Set problem: Copy the records word for word, from the line containing "green flower stem, returned" through the end of the records, and leave the pictures out.
★ ★ ★ ★ ★
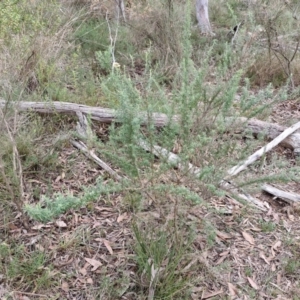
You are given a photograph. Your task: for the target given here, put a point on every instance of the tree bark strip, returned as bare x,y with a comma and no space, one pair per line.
107,115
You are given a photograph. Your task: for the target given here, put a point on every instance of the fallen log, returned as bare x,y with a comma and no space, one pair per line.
106,115
103,115
175,160
286,196
259,153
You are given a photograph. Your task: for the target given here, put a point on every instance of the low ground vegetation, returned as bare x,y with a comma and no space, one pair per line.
71,230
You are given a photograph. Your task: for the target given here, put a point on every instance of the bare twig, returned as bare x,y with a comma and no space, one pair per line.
176,161
96,159
252,158
286,196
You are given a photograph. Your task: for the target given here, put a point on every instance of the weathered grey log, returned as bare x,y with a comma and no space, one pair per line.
259,153
286,196
106,115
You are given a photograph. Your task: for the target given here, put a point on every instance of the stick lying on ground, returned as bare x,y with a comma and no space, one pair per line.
106,115
175,160
81,146
252,158
286,196
84,131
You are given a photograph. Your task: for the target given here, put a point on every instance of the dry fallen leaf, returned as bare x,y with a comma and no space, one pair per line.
248,237
61,224
276,245
83,271
65,286
232,289
262,255
212,294
93,262
223,235
108,247
253,283
121,217
90,281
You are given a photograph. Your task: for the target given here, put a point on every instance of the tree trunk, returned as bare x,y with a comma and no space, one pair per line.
202,16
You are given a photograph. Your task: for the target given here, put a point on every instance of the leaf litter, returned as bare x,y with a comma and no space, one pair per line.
92,244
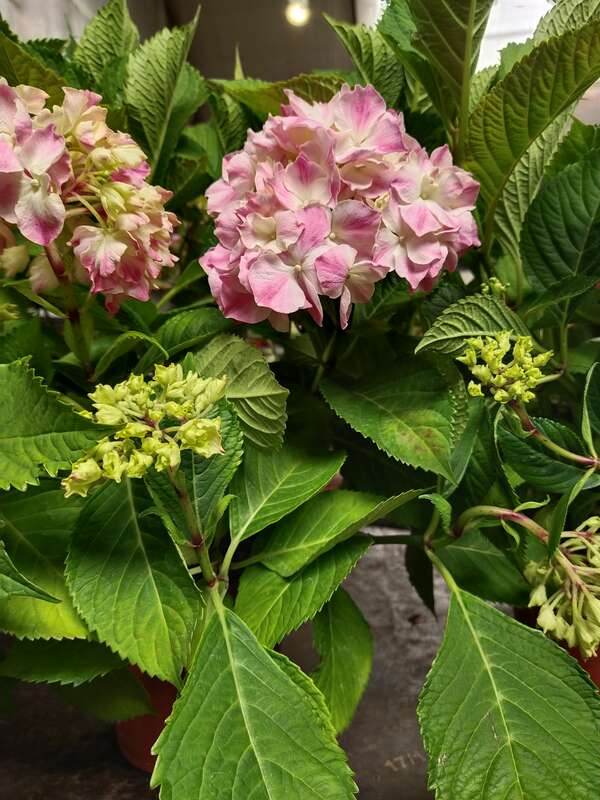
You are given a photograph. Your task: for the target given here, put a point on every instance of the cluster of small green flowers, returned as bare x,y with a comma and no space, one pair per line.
568,589
505,380
8,312
156,420
494,287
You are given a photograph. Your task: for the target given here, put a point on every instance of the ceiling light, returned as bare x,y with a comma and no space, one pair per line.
297,12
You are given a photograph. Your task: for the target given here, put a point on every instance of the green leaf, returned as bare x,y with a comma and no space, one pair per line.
409,411
264,98
372,56
113,697
546,82
13,583
561,235
590,422
18,66
67,662
559,515
35,527
564,289
122,345
184,331
130,583
523,185
230,121
24,338
343,639
579,142
388,297
536,464
272,483
443,507
518,718
323,522
478,315
277,743
567,15
273,606
449,34
258,399
109,36
151,94
37,429
191,91
480,567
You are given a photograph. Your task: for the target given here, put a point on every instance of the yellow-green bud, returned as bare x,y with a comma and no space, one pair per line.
138,464
474,389
203,436
84,474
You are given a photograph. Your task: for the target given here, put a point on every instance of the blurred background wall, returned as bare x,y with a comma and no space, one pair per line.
270,47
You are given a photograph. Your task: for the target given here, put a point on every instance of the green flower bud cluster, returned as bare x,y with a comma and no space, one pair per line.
495,288
156,420
567,590
8,312
507,372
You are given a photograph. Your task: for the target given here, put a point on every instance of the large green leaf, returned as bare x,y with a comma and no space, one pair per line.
567,15
35,527
258,399
523,185
264,98
449,33
277,744
184,331
273,606
480,567
323,522
130,583
18,65
545,82
472,316
343,639
561,234
409,411
66,662
373,58
506,713
590,421
154,71
272,483
37,429
13,583
25,338
109,36
536,464
113,697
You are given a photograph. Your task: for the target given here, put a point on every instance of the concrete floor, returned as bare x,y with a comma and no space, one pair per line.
50,752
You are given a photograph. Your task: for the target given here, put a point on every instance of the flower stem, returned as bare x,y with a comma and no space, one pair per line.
528,425
469,519
197,540
323,362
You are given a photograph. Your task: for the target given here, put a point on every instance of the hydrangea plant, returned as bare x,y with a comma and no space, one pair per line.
227,347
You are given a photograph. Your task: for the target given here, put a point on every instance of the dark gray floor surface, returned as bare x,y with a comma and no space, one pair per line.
51,752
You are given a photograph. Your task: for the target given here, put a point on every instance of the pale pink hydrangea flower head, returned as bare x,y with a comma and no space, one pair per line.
49,160
325,201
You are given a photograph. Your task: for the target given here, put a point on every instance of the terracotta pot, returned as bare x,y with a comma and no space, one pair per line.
528,617
136,736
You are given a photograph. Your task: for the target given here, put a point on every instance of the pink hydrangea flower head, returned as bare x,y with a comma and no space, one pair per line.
324,201
49,159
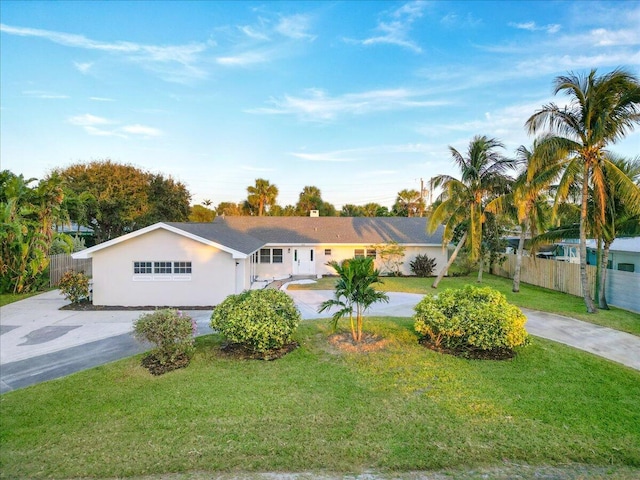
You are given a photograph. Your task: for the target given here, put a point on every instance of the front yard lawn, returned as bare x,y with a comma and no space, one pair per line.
318,409
530,296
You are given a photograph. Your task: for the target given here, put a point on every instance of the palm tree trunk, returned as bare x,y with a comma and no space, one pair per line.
584,281
602,297
516,273
450,262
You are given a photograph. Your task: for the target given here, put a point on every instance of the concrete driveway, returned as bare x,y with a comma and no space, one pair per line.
39,342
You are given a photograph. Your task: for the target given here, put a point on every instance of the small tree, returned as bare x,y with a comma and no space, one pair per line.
422,265
391,255
354,290
172,332
74,286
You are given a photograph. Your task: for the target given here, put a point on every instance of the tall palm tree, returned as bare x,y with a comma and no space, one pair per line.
601,110
527,202
262,194
462,202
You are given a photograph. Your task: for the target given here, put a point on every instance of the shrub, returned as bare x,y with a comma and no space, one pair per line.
74,286
260,320
470,319
422,265
172,333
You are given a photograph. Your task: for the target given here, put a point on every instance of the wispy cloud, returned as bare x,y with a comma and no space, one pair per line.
244,59
295,26
394,27
173,62
44,95
533,27
83,67
317,105
363,154
95,125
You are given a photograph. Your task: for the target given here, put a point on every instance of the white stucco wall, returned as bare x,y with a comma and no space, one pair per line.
213,274
338,253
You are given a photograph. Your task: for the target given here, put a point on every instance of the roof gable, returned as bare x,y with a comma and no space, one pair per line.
175,228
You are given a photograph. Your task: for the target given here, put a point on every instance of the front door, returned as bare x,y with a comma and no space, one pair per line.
304,261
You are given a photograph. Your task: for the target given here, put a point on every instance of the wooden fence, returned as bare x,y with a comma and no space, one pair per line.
552,274
622,288
60,263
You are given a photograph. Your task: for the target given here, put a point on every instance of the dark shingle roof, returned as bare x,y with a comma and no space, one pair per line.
247,234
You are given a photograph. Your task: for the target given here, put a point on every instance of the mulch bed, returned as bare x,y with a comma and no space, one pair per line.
88,306
237,350
497,354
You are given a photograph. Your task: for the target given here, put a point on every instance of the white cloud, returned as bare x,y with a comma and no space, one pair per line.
319,106
88,120
142,130
295,26
44,95
244,59
83,67
363,154
533,27
395,27
173,62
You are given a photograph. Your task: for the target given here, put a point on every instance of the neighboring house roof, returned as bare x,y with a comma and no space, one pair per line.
245,244
630,244
241,236
335,230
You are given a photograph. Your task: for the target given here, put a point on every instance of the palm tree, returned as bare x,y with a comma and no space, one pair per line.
601,110
409,203
462,202
527,202
354,289
261,195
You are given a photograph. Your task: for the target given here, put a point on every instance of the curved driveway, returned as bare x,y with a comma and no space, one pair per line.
39,342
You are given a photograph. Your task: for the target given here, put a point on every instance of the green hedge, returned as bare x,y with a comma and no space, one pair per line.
261,320
470,318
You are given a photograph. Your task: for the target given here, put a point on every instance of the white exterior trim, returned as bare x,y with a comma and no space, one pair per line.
88,252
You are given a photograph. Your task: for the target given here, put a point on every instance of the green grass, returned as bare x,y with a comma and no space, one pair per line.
530,296
401,409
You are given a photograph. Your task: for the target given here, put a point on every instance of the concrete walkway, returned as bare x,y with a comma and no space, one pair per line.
39,342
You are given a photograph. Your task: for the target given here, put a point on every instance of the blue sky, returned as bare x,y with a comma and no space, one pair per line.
361,99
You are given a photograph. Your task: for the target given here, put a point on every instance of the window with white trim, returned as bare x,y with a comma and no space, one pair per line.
144,268
271,255
361,252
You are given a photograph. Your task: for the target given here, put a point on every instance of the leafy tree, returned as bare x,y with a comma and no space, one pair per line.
200,213
311,199
601,110
117,198
354,290
391,255
462,202
230,209
261,196
350,210
409,203
28,215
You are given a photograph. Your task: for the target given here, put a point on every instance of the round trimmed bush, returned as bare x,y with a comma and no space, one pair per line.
260,320
470,319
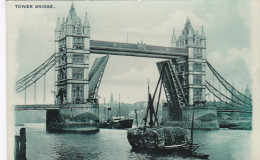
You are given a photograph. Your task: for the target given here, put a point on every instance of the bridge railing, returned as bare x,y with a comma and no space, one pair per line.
138,46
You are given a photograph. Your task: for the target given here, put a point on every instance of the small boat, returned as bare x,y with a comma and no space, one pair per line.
118,121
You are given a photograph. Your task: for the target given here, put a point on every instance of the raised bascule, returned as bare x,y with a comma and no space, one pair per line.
76,85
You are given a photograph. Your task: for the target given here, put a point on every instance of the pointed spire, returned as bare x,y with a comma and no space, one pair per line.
203,36
190,33
86,22
188,30
197,33
58,25
72,17
174,40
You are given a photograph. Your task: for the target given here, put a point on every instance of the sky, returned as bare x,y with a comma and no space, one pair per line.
227,25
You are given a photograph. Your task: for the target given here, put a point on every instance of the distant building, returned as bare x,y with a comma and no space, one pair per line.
248,92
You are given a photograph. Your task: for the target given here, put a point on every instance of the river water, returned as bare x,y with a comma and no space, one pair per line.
108,144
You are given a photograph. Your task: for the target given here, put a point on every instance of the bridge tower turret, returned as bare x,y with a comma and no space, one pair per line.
192,70
174,40
72,40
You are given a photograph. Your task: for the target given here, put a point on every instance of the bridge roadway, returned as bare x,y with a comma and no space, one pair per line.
136,50
51,106
235,109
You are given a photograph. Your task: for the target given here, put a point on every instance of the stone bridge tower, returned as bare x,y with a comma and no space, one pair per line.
72,38
192,70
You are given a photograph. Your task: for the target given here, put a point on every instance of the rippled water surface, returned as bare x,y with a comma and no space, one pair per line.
108,144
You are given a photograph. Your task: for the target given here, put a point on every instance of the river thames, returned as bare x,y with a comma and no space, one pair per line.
111,144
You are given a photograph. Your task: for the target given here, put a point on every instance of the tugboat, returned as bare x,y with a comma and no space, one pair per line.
157,138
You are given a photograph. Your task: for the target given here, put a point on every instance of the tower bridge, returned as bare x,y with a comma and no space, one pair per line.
184,81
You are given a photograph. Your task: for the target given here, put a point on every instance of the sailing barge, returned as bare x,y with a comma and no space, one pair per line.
157,138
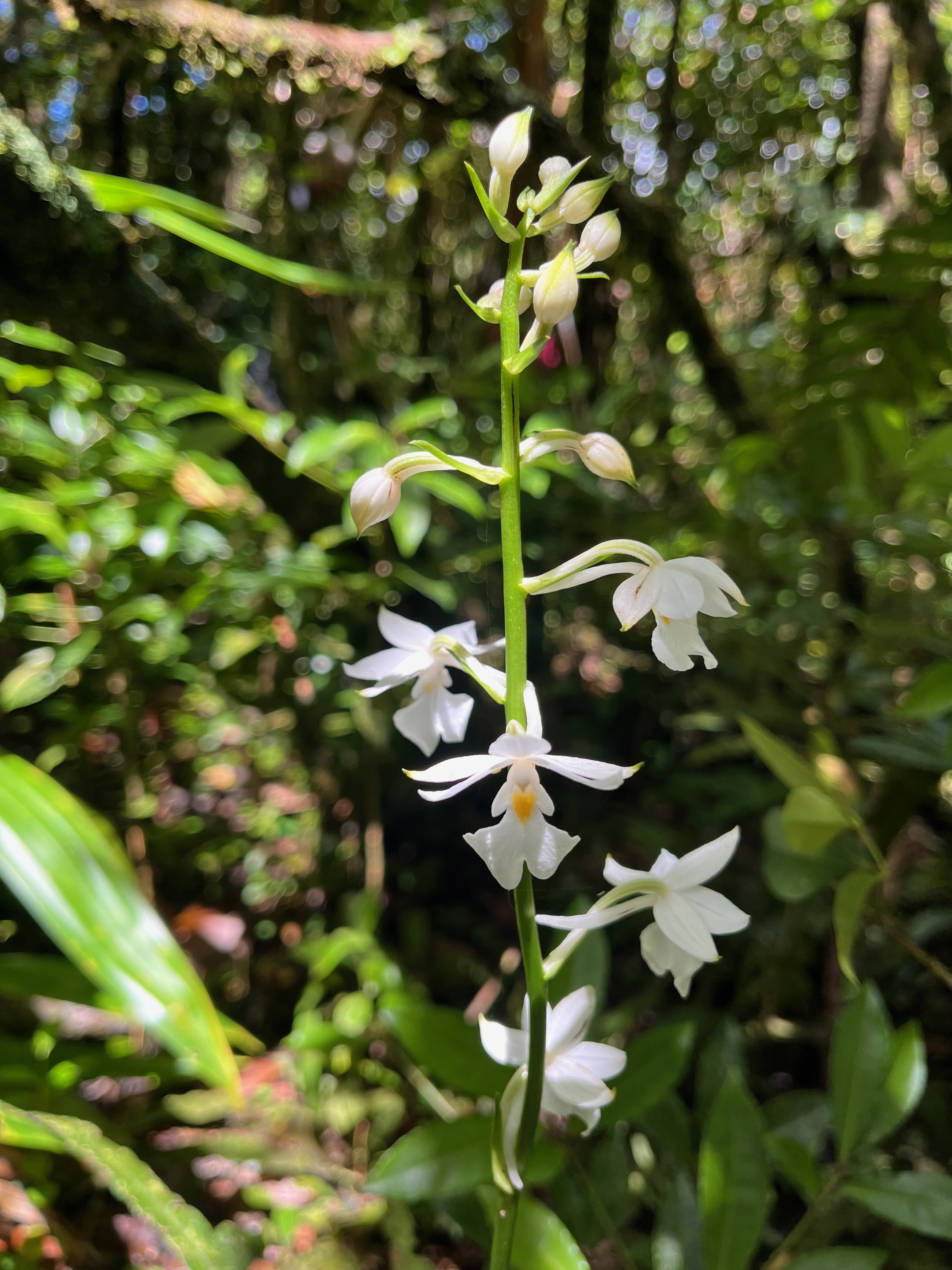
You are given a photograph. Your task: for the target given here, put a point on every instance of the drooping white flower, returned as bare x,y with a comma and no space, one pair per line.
524,836
575,1070
426,656
686,914
676,591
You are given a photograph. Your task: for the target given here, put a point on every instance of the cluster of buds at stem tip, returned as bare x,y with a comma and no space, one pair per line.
601,453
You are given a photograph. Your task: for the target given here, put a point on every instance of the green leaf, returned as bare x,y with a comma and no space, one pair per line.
328,443
840,1259
791,877
541,1243
501,225
905,1081
128,197
931,695
434,1160
918,1202
810,820
848,902
21,1130
74,878
444,1043
784,763
411,521
455,492
657,1062
422,415
733,1179
290,272
518,363
23,515
860,1057
795,1163
133,1183
33,337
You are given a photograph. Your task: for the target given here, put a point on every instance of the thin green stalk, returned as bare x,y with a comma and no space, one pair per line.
516,676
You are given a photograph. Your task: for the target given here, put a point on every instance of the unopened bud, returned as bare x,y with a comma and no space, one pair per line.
496,295
509,144
601,237
558,290
605,456
374,498
581,201
552,169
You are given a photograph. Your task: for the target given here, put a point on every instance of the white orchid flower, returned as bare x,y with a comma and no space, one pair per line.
524,836
575,1074
676,591
427,656
686,912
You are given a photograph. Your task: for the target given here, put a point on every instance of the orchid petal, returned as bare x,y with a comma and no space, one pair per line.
419,723
680,593
402,633
719,915
506,1046
587,771
602,1061
683,926
705,863
570,1020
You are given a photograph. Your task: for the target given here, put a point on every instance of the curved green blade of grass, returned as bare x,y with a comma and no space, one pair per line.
69,872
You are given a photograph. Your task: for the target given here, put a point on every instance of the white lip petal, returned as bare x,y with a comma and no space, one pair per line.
683,926
419,724
574,1085
402,633
570,1020
596,918
675,643
587,771
502,848
393,663
452,712
507,1046
719,915
705,863
520,746
662,957
602,1061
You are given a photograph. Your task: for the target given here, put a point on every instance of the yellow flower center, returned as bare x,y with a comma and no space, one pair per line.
524,803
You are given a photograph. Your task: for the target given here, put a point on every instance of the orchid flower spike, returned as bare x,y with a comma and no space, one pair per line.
676,591
686,912
575,1071
524,838
426,656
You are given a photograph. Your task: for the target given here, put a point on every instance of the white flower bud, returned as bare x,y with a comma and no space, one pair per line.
509,144
601,237
581,201
374,498
552,169
605,456
558,290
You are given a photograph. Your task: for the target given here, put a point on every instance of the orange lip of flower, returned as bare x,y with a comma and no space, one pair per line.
524,803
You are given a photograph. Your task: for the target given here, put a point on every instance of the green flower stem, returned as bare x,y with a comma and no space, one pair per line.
516,675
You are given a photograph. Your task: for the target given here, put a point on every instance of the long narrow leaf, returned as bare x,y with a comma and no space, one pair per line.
69,872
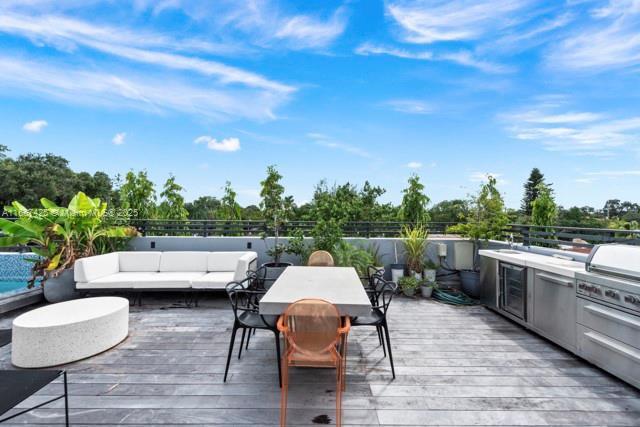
★ ★ ★ ★ ★
Worked answer:
You are given a photograph. Your task: for the target given here, put a point on every instance of the green flower stem, returned as bare x,y with a comma and no space, one pair per line.
516,675
You are given a photograph. Your task: for the target given here, put a point on every instance of the long narrow leaf, returned as bare x,y with a comma and no space, one pair per line.
69,872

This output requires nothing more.